## LISTED ENTRIES
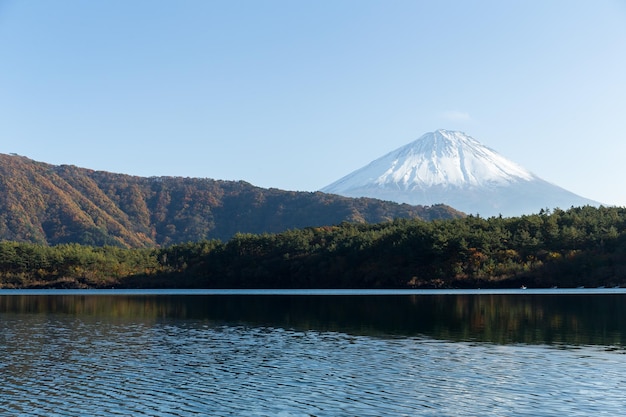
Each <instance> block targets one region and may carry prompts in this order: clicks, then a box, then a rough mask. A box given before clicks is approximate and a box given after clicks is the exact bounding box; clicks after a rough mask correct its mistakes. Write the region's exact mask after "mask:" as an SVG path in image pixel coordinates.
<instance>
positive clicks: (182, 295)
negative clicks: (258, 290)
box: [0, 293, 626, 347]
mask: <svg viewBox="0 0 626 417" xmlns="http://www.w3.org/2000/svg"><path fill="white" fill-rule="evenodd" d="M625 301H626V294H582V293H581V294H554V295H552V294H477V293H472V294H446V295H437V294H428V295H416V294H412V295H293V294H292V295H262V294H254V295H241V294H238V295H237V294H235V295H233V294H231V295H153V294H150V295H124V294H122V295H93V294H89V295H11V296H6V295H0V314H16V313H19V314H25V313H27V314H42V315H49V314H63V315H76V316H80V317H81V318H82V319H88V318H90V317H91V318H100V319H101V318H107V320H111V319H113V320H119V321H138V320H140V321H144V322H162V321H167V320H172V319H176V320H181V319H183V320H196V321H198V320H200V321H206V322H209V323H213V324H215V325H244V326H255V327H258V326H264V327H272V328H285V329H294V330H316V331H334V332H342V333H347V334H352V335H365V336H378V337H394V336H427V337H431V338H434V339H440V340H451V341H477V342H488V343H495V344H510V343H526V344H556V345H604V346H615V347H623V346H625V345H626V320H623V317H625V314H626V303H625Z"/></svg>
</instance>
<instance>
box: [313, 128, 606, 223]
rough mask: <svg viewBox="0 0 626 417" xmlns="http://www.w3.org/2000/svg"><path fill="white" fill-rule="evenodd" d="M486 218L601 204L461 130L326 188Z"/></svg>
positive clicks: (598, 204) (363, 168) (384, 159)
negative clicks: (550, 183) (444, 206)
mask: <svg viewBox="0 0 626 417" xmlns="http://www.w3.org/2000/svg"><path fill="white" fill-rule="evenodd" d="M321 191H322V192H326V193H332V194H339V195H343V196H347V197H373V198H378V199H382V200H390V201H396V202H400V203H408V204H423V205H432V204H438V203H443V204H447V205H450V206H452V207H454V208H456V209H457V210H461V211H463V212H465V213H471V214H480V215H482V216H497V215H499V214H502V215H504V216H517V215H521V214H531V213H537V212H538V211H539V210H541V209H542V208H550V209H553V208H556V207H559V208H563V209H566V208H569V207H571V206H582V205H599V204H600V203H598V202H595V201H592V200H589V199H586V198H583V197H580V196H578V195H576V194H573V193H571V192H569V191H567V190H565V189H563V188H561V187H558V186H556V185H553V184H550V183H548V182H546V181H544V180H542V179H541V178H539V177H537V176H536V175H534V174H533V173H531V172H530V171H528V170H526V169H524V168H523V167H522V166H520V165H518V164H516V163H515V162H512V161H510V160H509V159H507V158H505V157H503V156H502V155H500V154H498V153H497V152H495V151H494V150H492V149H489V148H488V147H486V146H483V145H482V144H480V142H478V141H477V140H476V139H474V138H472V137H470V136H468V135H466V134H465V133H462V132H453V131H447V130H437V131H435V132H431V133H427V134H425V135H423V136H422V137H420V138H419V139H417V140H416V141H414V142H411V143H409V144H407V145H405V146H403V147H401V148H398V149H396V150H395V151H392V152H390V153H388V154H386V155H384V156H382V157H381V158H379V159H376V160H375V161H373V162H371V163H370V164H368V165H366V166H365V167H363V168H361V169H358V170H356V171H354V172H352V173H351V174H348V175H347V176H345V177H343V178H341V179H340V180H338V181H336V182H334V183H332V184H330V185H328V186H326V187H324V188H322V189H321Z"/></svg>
==
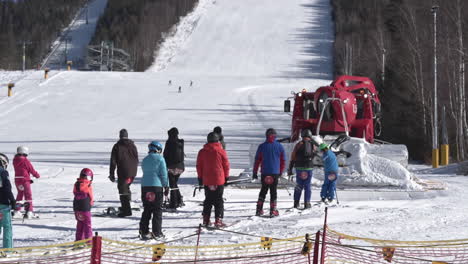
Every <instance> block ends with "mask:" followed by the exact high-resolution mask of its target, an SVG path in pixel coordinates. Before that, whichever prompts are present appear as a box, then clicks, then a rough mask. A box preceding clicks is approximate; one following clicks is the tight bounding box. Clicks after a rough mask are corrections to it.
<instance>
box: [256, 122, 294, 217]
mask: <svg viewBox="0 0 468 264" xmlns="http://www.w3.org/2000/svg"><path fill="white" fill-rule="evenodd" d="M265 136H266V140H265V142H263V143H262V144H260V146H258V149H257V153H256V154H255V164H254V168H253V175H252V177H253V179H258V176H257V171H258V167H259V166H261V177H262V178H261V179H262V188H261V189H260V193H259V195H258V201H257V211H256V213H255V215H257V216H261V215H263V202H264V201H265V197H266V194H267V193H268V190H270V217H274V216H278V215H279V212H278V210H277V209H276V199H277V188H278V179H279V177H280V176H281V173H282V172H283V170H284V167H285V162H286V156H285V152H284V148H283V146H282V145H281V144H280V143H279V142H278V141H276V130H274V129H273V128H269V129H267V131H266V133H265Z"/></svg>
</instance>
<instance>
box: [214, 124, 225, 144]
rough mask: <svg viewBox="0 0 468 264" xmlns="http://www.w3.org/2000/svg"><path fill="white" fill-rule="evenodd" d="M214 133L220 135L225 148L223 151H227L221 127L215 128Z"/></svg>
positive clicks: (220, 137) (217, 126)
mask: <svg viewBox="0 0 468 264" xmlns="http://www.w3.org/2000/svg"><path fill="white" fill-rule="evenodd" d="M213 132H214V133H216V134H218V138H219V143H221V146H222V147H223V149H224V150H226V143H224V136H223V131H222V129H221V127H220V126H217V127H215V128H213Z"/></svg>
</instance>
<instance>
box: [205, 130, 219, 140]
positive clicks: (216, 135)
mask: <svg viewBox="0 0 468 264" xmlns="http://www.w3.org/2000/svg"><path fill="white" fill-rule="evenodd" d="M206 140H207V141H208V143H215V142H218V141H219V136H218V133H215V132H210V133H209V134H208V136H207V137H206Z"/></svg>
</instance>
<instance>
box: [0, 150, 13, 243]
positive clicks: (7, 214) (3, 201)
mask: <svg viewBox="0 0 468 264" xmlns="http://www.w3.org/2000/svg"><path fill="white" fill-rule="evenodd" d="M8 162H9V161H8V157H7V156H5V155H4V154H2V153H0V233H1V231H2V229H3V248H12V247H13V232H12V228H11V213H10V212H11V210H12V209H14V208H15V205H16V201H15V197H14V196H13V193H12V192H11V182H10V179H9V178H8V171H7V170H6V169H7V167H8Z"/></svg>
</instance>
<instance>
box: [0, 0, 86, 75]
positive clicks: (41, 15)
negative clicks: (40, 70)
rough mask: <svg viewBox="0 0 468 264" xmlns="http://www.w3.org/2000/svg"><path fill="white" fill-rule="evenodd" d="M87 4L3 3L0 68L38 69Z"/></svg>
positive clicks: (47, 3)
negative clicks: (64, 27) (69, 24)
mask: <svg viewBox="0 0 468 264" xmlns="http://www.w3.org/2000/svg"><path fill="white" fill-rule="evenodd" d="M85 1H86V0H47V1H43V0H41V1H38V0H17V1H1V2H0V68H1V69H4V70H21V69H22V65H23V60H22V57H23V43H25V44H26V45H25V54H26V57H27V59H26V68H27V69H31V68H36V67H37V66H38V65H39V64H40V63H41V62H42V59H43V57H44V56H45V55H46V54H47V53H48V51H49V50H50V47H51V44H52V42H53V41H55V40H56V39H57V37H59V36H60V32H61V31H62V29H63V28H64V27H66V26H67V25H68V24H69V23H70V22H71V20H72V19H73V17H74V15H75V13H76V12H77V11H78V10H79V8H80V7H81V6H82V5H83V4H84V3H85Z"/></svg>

## WHAT YOU HAVE TO DO
Nothing but the lines holding the word "prompts" should be returned from the listing above.

## RESPONSE TO THE TASK
Each <instance> block targets one region and may carry prompts in this order: clicks, then a box, then a rough mask. A box given before clicks is approximate and a box given after clicks is the exact bounding box; clicks after a rough mask correct its mistakes. Write the region's exact mask after "mask:" as an SVG path in image pixel coordinates.
Every <instance> block ends with "mask:" followed by the exact high-resolution mask of its target, an SVG path in pixel coordinates. Before that, whichever prompts are present appear as a box, then clicks, then a rough mask. A box preceding clicks is approximate; one following clicks is the tight bounding box. Clicks after a rough mask are corrections to it.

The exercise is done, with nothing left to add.